(Beginning of EXCERPTED RECORDS)
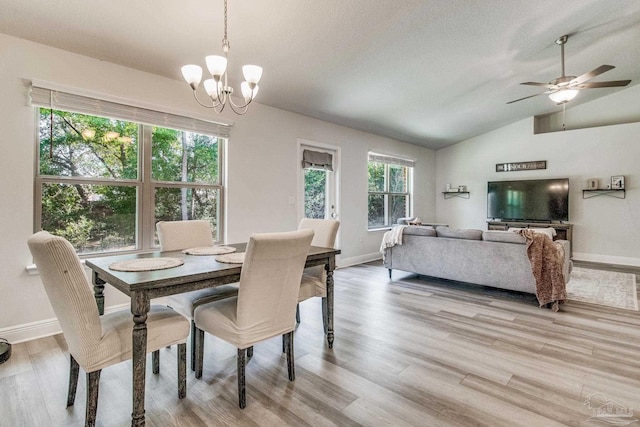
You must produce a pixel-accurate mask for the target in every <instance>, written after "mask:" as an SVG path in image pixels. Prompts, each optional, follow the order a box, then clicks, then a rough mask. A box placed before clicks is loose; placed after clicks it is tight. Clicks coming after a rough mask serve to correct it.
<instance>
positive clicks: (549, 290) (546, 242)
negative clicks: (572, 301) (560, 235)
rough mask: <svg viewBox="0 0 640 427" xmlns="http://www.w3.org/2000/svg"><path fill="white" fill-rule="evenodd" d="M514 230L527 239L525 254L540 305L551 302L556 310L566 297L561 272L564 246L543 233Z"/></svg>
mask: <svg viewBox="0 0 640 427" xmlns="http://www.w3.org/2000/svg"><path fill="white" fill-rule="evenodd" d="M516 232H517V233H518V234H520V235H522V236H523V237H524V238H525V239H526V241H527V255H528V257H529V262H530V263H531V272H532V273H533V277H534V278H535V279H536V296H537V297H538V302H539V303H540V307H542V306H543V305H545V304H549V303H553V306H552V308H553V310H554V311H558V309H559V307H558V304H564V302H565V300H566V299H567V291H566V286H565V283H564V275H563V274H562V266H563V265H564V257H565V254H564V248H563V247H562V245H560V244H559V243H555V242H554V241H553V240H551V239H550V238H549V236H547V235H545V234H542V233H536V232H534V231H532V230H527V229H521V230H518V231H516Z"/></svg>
(End of EXCERPTED RECORDS)
(Beginning of EXCERPTED RECORDS)
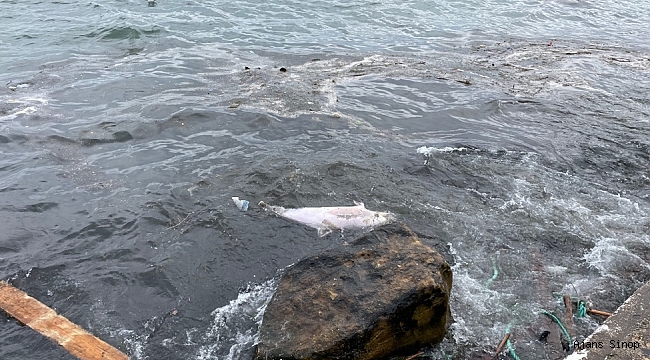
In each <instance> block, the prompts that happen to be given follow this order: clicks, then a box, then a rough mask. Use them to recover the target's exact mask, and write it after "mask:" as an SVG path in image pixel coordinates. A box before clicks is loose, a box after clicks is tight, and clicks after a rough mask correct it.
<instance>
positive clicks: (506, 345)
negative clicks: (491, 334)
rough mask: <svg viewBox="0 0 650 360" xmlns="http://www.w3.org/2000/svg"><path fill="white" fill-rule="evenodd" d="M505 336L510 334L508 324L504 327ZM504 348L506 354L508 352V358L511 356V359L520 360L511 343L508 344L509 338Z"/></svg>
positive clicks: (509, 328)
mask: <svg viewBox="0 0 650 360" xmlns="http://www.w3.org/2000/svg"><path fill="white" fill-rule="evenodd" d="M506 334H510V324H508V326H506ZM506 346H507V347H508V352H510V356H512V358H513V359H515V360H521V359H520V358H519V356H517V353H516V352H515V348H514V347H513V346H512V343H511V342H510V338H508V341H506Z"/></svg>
(End of EXCERPTED RECORDS)
*YOUR ASSIGNMENT*
Take the lines starting at the one containing "You must produce" and ending at the one containing "negative clicks: (572, 301) (560, 235)", and write them out again with "coarse mask" substituted for "rough mask" and everything else left unchanged.

*SOLVED EXERCISE*
You must produce a pixel-accurate mask for the target in every <instance>, written after "mask:" as an SVG path in image pixels. Prompts, each optional, follow the order a box, then clicks, then a coarse mask. A box placed before clicks is loose; placed after clicks it is tight. Clicks coming after a coarse mask serve to correct it.
<instance>
positive clicks: (549, 290) (546, 242)
negative clicks: (572, 301) (560, 235)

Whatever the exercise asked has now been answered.